_SOURCE TEXT_:
[start]
A square matrix A is strictly diagonally dominant if for all rows the absolute value of the diagonal element in a row is strictly greater than than the sum of absolute value of the rest of the elements in that row.

In this posting, I show a MATLAB program that finds whether a square matrix is strictly diagonally dominant by using two different methods. These are academic ways to reinforce programming skills in a student.

The MATLAB program can be downloaded as a Mfile (better to download it, as single quotes from the web-post do not translate correctly with the MATLAB editor). The html file showing the mfile and the command window output is also available.

%% IS A GIVEN SQUARE MATRIX STRICTLY DIAGONALLY DOMINANT?
% Language : Matlab 2007a
% Authors : Autar Kaw
% Last Revised : November 25, 2008
% Abstract: This program shows you two ways of finding out
% if a square matrix is diagonally dominant. A square matrix is
% diagonally dominant if for all rows the absolute value of the
% diagonal element in a row is strictly greater than than the sum
% of absolute value of the rest of the elements in that row
clc
clear all
disp(‘This program shows you two ways of finding out’)
disp(‘if a square matrix is diagonally dominant. A square matrix is’)
disp(‘diagonally dominant if for all rows the absolute value of the’)
disp(‘diagonal element in a row is strictly greater than than the sum’)
disp(‘of absolute value of the rest of the elements in that row’)
disp(‘ ‘)
%% INPUTS
% The square matrix
A=[-12 1 -7 2;1 3.4 1.1 1.1; 1 0 -4.5 0;10 1 1 10];
disp (‘INPUTS’)
disp(‘Here is the square matrix’)
A
disp(‘ ‘)

%% FIRST SOLUTION
% This is based on finding for how many rows the condition
% the absolute value of the diagonal element in a row is
% strictly greater than than the sum of absolute value
% of the rest of the elements in that row.
[end]
_THE TASKS_:
1: Why does the diagonal dominance page recommend downloading the program as an M-file?
2: From the diagonal dominance page, extract everything from "disp(‘diagonally dominant if" down to "in that row’)", word for word.
The rows are separate material with no connection to the diagonal dominance page.

_DATASET_:
[start]
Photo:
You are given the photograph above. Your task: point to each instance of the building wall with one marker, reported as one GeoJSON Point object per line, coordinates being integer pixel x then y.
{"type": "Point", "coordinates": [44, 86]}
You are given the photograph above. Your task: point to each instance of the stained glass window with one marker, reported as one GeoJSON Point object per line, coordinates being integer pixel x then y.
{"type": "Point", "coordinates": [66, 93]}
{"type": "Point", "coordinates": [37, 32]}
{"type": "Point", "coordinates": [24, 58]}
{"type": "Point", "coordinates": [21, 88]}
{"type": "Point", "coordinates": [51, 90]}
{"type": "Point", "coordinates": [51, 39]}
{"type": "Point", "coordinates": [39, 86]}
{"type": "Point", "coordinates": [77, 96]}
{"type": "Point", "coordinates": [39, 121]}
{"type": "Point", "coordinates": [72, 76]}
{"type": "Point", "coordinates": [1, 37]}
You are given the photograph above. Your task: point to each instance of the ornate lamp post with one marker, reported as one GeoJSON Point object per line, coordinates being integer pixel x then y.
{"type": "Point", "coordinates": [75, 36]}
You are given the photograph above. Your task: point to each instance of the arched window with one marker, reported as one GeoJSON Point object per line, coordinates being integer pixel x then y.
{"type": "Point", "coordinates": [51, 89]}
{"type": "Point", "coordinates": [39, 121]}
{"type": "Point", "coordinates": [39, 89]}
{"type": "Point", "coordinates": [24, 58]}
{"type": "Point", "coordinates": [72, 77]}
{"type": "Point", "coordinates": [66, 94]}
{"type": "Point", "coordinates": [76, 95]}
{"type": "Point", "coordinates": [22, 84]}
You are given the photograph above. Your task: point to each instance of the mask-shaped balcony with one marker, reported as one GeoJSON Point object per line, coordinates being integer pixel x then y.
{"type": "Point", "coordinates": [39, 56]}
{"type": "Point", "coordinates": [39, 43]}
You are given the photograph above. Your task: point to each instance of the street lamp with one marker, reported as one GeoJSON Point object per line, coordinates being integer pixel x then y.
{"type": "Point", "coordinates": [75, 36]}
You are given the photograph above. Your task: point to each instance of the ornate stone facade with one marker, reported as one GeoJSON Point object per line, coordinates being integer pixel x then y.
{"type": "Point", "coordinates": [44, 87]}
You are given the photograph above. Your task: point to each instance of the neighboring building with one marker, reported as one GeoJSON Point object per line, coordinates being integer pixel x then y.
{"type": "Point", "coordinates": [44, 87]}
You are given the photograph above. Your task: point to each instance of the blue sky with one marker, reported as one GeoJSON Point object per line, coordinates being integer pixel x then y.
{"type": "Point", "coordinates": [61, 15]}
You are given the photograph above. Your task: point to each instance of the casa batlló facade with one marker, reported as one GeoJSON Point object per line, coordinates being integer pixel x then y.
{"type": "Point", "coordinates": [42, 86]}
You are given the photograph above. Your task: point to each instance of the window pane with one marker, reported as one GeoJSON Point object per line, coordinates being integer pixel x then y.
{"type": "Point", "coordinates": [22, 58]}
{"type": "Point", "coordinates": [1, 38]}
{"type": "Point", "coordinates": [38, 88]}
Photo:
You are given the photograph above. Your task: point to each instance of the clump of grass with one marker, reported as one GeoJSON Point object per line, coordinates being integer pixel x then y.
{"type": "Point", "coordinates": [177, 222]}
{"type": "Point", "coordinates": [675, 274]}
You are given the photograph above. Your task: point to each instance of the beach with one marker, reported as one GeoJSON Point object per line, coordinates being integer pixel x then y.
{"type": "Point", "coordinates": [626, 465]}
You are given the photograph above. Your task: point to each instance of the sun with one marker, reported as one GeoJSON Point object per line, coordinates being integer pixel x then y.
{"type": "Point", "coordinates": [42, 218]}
[end]
_TASK RESULTS_:
1: Single quotes copied from the web post do not translate correctly in the MATLAB editor.

2:
disp(‘diagonally dominant if for all rows the absolute value of the’)
disp(‘diagonal element in a row is strictly greater than than the sum’)
disp(‘of absolute value of the rest of the elements in that row’)